→ **取り組む課題**
a. 提示文のうち「翌二十七日午前九時頃前記天祥」から「諾シテ、前記公寓ニ皈リタリ。」に至るまでの全部を、「東方公寓」を「某旅館」に変えて書き写しなさい。
b. 提示文の「翌二十七日午前九時頃」で始まる段落を、主な事実を残して現代語の箇条書きにまとめなさい。

→ **提示文**
更ニ同月二十四日前同時刻頃桂春建宅ニ前記氏名不詳ノ男、金九ノ使トシテ来リ、被告人ヲ伴ヒ馬浪路ト望志路ノ交差点四海茶館ノ向側右角建物二階ノ某茶館(支那人経営)ニ至リ、同所ニテ写真ヲ撮ル為服装ヲ整ヘ、尚余分アラハ遊興費ニ当テヨト支那紙幣九十弗(五円紙幣十八枚)ヲ被告人ニ与ヘタル上、二十九日ニハ白川、植田カ行ク様ニ新聞ニ出テ居ルニ依リ、之等ノ人ヲ殺害スヘシト命シタルヲ以テ、被告人ハ茲ニ白川、植田両将軍ヲ殺害スヘク意ヲ決シ、金九ト二十六日四海茶館ニテ会フ約束ヲ為シテ別レ、同二十六日午前九時頃被告人ハ四海茶館ニ至リ、金九ト会ヒ、同所ヲ立出テ、同租界貝勒路ト康悌路ノ交差点ヨリ除家滙寄リノ天祥里二〇号朝鮮人某方ニ至リ、写真ヲ撮ラントセシカ、天候悪シク之ヲ翌日ニ延期シ、同家ニ於テ金九ヨリ示サレタル宣誓書ニ署名ヲ為シ、金九ヨリ白川、植田ノ写真及風呂敷一枚ヲ買求メ置クコト及明日東方公寓ニ転宿スヘク命セラレ、同人ト別レタリ。
翌二十七日午前九時頃前記天祥里朝鮮人方ニ到リ、先ツ韓国旗ヲ背ニシ、被告人ノミノ写真ヲ次ニ金九カ小型トランクヨリ取出シタル爆弾ヲ左手ニ、拳銃ヲ右手ニ持チ、宣誓書ヲ胸ニ掲ケ、韓国旗ヲ背ニシタル被告人ノ写真、最後ニ被告人ハ立チ金九其ノ前方ニ坐スル写真ヲ各二回宛撮影シ、金九ト別レ、被告人ハ夫レヨリ呉淞路日本人某雑貨店ニ到リメリンス風呂敷一枚ヲ買ヒ求メ、夕刻東方公寓ニ宿泊シタルカ、午後八時頃同公寓ニ金九訪ネ来リ、被告人ニ対シ爆弾ノ使用法ヲ説明シタル後、明日仏租界大世界隣中国クリスト青年会ニテ中食ヲ共ニスヘシト語リ、金九ハ同家ヲ辞去シ、同月二十八日被告人ハ約束ノ如ク正午頃中国クリスト青年会ニ赴キ、金九ト会食シタルカ、其ノ際金九ヨリ本日新公園ニテ観兵式ノ練習アルヲ以テ、同所ニ至リ現場ヲ見テ置ク様ニト命セラレタルヲ以テ、被告人ハ午後二時頃同公園ニ到リ、右練習ヲ見物シ、更ニ祝賀会場ノ参列者ノ着席場所等確メタル上、東方公寓ニ皈リタル処、午後八時頃金九訪レ、被告人ト犯人【犯行?】ノ場所ヲ協議シタル後一寸外出スヘシトテ被告人ヲ仏租界萃龍路元昌里一三号某朝鮮人宅ニ連レ行キ、同家二階一室ニテ明日使用スヘキ爆弾ヲ取出シ、其ノ口蓋ヲ取リ除キ、発火用ノ糸ヲ少シ引キ出シ、明日ノ投擲ヲ便ナラシメタル上、明日ハ当家ニ来リ、朝食ヲ為スヘキ事ヲ勧メ、被告人モ之ヲ諾シテ、前記公寓ニ皈リタリ。

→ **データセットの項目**
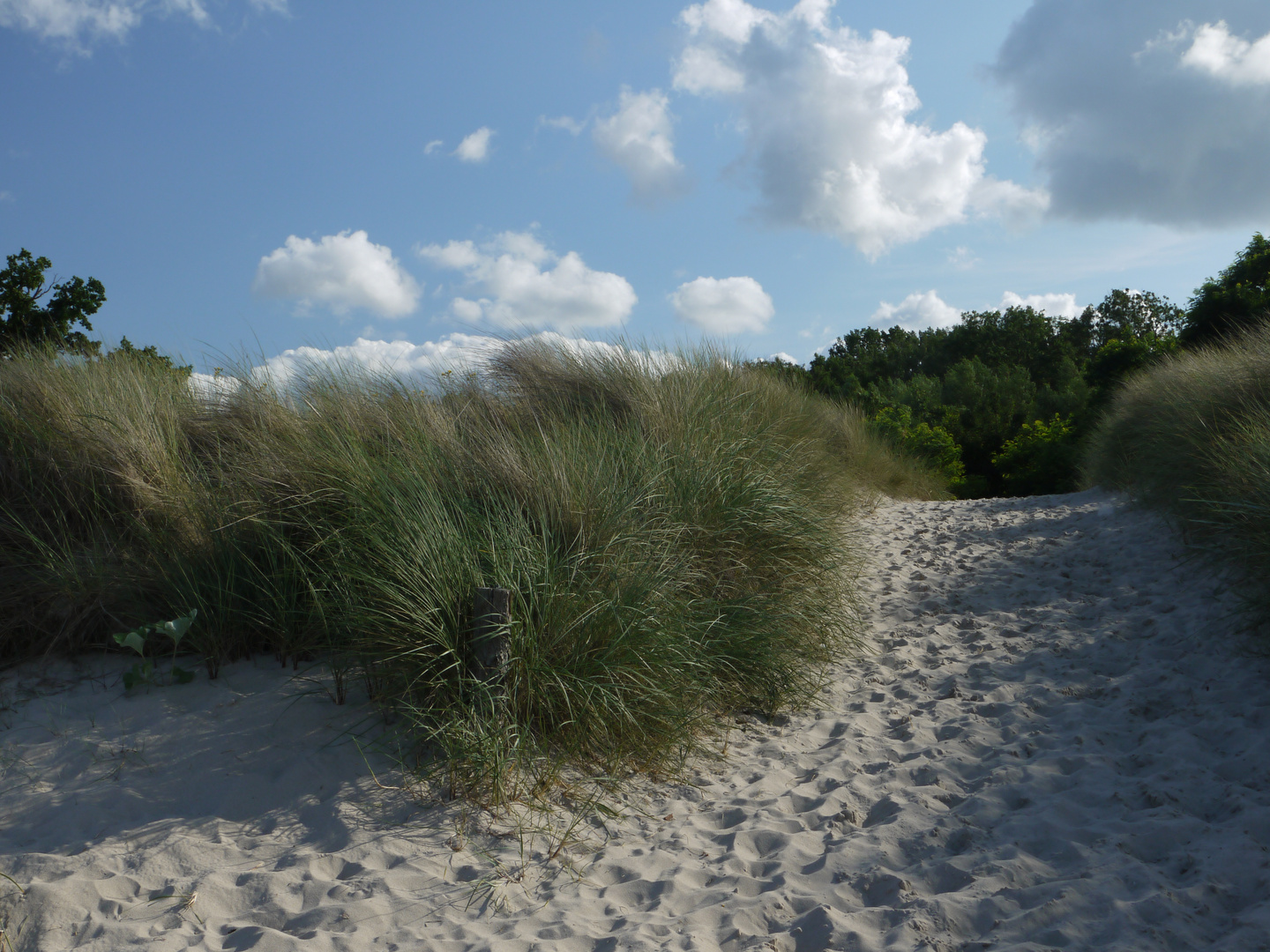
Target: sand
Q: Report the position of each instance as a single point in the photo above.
(1059, 743)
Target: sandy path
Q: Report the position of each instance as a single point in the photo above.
(1057, 746)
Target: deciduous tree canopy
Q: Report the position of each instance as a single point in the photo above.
(26, 322)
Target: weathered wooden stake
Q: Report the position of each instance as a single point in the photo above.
(492, 651)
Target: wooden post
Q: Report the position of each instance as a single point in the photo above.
(492, 614)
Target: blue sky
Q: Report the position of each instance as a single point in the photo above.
(399, 181)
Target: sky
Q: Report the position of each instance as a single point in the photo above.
(401, 183)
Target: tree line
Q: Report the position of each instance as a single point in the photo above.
(45, 314)
(1001, 403)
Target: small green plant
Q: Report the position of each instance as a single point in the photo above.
(144, 671)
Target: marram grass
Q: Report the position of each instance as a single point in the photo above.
(677, 534)
(1192, 438)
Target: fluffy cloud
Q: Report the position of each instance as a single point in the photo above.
(724, 305)
(415, 362)
(79, 23)
(825, 112)
(915, 312)
(475, 147)
(342, 271)
(1232, 58)
(639, 138)
(519, 287)
(1136, 112)
(1053, 305)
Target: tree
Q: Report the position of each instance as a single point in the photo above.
(25, 322)
(1236, 300)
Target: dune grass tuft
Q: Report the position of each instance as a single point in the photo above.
(1192, 437)
(676, 532)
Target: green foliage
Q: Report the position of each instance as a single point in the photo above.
(26, 323)
(1192, 438)
(995, 374)
(677, 534)
(1237, 300)
(1041, 458)
(144, 671)
(932, 444)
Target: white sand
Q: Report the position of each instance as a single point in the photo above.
(1058, 744)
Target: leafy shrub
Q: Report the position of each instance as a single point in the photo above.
(1041, 458)
(931, 444)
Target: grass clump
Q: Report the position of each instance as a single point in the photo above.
(676, 532)
(1192, 437)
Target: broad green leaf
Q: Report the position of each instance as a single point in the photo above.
(176, 628)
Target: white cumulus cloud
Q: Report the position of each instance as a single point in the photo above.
(517, 282)
(639, 140)
(340, 271)
(724, 305)
(80, 23)
(417, 362)
(1053, 305)
(917, 311)
(1134, 112)
(1229, 57)
(826, 115)
(475, 147)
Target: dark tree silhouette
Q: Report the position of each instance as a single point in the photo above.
(1238, 299)
(26, 322)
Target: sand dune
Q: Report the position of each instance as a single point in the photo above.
(1057, 744)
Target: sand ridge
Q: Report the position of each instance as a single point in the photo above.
(1057, 744)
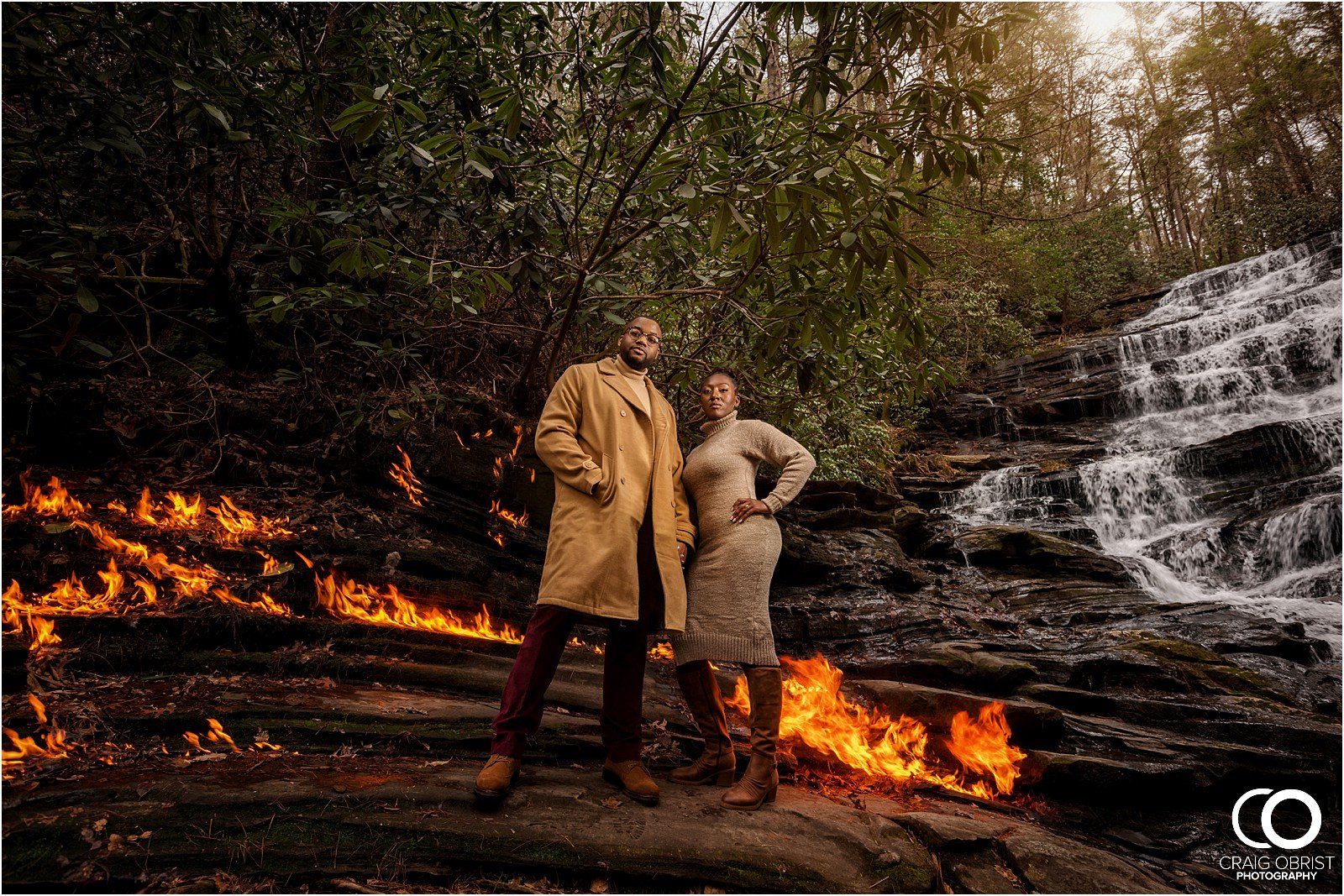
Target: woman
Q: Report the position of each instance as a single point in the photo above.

→ **問題の解答**
a.
翌二十七日午前九時頃前記天祥里朝鮮人方ニ到リ、先ツ韓国旗ヲ背ニシ、被告人ノミノ写真ヲ次ニ金九カ小型トランクヨリ取出シタル爆弾ヲ左手ニ、拳銃ヲ右手ニ持チ、宣誓書ヲ胸ニ掲ケ、韓国旗ヲ背ニシタル被告人ノ写真、最後ニ被告人ハ立チ金九其ノ前方ニ坐スル写真ヲ各二回宛撮影シ、金九ト別レ、被告人ハ夫レヨリ呉淞路日本人某雑貨店ニ到リメリンス風呂敷一枚ヲ買ヒ求メ、夕刻某旅館ニ宿泊シタルカ、午後八時頃同公寓ニ金九訪ネ来リ、被告人ニ対シ爆弾ノ使用法ヲ説明シタル後、明日仏租界大世界隣中国クリスト青年会ニテ中食ヲ共ニスヘシト語リ、金九ハ同家ヲ辞去シ、同月二十八日被告人ハ約束ノ如ク正午頃中国クリスト青年会ニ赴キ、金九ト会食シタルカ、其ノ際金九ヨリ本日新公園ニテ観兵式ノ練習アルヲ以テ、同所ニ至リ現場ヲ見テ置ク様ニト命セラレタルヲ以テ、被告人ハ午後二時頃同公園ニ到リ、右練習ヲ見物シ、更ニ祝賀会場ノ参列者ノ着席場所等確メタル上、某旅館ニ皈リタル処、午後八時頃金九訪レ、被告人ト犯人【犯行?】ノ場所ヲ協議シタル後一寸外出スヘシトテ被告人ヲ仏租界萃龍路元昌里一三号某朝鮮人宅ニ連レ行キ、同家二階一室ニテ明日使用スヘキ爆弾ヲ取出シ、其ノ口蓋ヲ取リ除キ、発火用ノ糸ヲ少シ引キ出シ、明日ノ投擲ヲ便ナラシメタル上、明日ハ当家ニ来リ、朝食ヲ為スヘキ事ヲ勧メ、被告人モ之ヲ諾シテ、前記公寓ニ皈リタリ。

b.
・二十七日午前九時頃、天祥里の朝鮮人方で、被告人は写真を各二回ずつ撮影した。撮影したのは、韓国旗を背にした被告人だけの写真、爆弾を左手に、拳銃を右手に持ち宣誓書を胸に掲げた写真、被告人が立ち金九がその前に座る写真である。
・金九と別れた後、呉淞路の日本人の雑貨店でメリンスの風呂敷を一枚買い、夕方に東方公寓に泊まった。
・午後八時頃、金九が公寓を訪れて爆弾の使用法を説明し、翌日に中国クリスト青年会で昼食を共にするよう話した。
・二十八日正午頃、被告人は同青年会で金九と会食した。その際、新公園で観兵式の練習があるので現場を見ておくよう命じられた。
・午後二時頃、被告人は新公園で練習を見物し、祝賀会場の参列者の着席場所などを確かめてから公寓に戻った。
・午後八時頃、金九が訪れて被告人と協議し、被告人を萃龍路元昌里一三号の朝鮮人宅に連れて行った。その家の二階で、金九は翌日使う爆弾の口蓋を取り、発火用の糸を少し引き出して投げやすくした。
・金九は翌朝その家で朝食をとるよう勧め、被告人は承諾して公寓に戻った。